*Problem to solve:* Transcribe the items below verbatim, starting at their very first line and ending after the line that contains "--target=apartment block".

*** Dataset records ***

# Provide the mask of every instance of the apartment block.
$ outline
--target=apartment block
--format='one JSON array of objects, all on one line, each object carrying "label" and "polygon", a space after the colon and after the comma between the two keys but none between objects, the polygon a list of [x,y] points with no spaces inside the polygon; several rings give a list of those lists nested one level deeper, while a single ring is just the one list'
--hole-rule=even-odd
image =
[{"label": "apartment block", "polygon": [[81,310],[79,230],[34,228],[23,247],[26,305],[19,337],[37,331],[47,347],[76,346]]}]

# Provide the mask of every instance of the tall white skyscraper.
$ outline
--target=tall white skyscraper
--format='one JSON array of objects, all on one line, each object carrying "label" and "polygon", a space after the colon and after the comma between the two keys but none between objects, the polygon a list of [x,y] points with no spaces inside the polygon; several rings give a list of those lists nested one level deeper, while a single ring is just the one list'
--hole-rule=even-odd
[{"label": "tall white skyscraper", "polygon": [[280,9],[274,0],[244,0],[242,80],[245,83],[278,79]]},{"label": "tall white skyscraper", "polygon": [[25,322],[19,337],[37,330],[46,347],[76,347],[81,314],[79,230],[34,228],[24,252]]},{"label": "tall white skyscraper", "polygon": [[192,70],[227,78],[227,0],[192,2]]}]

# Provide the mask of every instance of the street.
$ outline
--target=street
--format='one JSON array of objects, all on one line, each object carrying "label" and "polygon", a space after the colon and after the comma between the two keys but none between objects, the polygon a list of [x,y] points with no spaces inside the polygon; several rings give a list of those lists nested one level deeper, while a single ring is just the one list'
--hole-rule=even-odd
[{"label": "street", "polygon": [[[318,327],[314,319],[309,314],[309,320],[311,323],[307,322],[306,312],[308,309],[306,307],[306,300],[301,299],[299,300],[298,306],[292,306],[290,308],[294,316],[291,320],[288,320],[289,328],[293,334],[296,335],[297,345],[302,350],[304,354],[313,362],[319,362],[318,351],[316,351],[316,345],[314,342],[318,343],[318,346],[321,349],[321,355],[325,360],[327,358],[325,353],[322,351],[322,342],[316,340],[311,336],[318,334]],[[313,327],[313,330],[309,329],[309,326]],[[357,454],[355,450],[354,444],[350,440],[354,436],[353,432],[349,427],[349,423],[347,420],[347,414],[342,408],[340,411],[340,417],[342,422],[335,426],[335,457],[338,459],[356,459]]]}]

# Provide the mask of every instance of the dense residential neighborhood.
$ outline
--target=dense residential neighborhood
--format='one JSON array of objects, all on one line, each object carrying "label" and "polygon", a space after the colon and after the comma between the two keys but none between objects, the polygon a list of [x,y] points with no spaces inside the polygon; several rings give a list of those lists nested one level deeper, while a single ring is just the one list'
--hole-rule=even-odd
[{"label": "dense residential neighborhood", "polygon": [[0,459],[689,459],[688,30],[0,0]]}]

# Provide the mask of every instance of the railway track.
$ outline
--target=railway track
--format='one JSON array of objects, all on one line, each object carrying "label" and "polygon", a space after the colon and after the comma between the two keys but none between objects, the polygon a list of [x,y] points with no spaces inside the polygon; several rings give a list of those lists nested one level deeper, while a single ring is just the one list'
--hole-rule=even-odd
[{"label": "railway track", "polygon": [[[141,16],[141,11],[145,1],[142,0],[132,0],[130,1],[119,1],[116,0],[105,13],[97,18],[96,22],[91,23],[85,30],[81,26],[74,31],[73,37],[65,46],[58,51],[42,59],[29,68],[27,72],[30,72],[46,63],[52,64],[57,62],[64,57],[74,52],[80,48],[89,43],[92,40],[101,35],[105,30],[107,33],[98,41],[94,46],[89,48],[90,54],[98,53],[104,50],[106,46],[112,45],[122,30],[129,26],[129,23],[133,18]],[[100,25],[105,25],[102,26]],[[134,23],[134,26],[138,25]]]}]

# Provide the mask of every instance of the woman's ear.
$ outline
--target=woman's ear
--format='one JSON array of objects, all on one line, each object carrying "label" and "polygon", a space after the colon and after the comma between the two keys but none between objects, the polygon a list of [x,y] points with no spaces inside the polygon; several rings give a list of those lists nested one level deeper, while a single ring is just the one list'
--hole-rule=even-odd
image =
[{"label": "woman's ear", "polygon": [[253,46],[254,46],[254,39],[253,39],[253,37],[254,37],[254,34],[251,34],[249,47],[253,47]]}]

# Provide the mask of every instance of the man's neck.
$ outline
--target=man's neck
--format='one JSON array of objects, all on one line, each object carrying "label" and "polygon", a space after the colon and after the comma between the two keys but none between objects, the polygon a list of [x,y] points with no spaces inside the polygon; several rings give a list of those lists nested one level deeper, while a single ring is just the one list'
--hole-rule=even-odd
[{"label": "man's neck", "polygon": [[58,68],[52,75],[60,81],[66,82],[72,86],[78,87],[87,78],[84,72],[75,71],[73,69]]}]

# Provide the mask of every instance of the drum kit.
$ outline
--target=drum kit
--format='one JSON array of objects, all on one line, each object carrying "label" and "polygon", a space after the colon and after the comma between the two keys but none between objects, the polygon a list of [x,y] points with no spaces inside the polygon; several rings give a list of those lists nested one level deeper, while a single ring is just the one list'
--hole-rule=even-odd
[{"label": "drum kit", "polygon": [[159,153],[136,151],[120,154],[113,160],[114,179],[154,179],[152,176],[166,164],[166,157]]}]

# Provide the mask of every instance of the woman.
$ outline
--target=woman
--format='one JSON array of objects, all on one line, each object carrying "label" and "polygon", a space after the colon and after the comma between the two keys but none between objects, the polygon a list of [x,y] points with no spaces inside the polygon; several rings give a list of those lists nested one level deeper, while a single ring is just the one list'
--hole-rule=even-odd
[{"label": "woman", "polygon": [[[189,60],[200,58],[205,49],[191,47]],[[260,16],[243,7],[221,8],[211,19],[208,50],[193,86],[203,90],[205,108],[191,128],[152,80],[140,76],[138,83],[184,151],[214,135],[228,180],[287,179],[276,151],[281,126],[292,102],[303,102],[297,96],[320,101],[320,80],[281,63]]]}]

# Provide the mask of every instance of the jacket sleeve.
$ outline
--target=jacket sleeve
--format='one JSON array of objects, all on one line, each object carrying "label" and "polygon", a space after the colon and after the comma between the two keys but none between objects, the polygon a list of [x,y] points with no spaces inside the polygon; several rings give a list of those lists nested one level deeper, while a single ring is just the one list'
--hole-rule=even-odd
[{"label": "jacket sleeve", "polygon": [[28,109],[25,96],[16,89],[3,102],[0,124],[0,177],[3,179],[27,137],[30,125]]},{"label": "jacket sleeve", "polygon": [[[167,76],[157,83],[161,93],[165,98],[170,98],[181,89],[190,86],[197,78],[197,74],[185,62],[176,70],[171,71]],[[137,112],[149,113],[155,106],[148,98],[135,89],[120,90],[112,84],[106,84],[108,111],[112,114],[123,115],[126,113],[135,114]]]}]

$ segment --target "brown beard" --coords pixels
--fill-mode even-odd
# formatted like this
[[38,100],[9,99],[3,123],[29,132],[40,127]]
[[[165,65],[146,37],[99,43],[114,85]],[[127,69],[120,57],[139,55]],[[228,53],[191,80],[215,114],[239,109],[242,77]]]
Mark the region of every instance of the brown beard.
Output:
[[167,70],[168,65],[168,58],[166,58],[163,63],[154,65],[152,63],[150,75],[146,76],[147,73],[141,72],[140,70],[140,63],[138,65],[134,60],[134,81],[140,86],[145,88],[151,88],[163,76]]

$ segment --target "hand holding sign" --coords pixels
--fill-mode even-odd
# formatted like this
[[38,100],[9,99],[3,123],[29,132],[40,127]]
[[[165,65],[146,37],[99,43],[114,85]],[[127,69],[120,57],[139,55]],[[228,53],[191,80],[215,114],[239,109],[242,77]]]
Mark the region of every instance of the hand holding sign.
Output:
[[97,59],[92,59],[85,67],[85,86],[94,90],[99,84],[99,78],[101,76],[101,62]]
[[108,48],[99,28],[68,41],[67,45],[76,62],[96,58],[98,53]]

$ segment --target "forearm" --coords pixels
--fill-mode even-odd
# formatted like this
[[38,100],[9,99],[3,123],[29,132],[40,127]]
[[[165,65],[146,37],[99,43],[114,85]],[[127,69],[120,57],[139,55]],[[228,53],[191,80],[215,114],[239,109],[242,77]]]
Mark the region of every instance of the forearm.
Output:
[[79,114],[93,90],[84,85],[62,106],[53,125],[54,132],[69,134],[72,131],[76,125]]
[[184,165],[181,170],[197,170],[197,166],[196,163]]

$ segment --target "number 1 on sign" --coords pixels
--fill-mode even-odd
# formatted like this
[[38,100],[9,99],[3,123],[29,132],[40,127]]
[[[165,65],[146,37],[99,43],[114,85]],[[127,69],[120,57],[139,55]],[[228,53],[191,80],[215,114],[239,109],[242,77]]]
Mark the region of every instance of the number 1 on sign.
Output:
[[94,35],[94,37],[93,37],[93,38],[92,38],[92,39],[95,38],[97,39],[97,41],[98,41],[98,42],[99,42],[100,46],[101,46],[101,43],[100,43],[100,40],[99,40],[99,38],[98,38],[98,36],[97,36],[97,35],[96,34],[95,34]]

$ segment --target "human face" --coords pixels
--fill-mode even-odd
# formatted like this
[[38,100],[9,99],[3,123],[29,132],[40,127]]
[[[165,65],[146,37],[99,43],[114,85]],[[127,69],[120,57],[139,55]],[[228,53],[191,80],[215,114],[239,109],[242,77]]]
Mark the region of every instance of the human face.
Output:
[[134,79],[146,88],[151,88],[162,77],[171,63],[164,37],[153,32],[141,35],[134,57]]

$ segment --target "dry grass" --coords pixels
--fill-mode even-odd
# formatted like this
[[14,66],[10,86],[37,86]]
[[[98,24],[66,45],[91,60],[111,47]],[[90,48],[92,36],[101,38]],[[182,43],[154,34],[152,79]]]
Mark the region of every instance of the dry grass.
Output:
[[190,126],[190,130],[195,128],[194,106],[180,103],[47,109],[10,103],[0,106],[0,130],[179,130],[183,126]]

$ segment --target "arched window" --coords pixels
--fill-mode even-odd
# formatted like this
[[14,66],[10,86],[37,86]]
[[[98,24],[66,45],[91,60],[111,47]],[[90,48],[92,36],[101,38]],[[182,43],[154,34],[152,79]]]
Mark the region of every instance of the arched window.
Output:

***

*Reply to the task:*
# Provide the mask of every instance of the apartment block.
$ outline
--target=apartment block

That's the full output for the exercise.